* _EXCERPTED TEXT_:
◇ ◇ ◇ ◇ ◇ ◇ ◇
The sub-dominant objects are people who represent the other nations. Such as the kings of England and Spain dressed in royalty and the American man dressed in a tuxedo. They are given less visual weight and are in smaller in Proportion to the Russian politician. This portrays Russia's enemies as vulnerable and weak.
The design also uses the element of Line and the principle of leading lines. The line used in the illustration is the broomstick. One end of the broomstick is symbolic and connotative of dirt and filth. The broomstick is pointing to the political leaders of the USSR's enemies and portrays them as dirt or filth as the text suggests.
The element of Space is used effectively in the design. The foreground space gives the main message of the poster. While the background space shows that the whole world except for the Soviet Union is filth.
Semiotics used in this is the broom. It is coloured red to symbolise the Soviet communism and devotion to the Soviet Union.
◇ ◇ ◇ ◇ ◇ ◇ ◇
[Rows of box annotation data]

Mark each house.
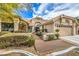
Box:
[0,14,79,36]
[0,16,28,32]
[44,14,79,36]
◇ ◇ ◇ ◇ ◇ ◇ ◇
* _DIRECTIONS_: Using the text about the Soviet poster, list every figure it names as a sub-dominant object.

* _COMPLETED EXERCISE_:
- The king of England, dressed in royalty
- The king of Spain, dressed in royalty
- The American man, dressed in a tuxedo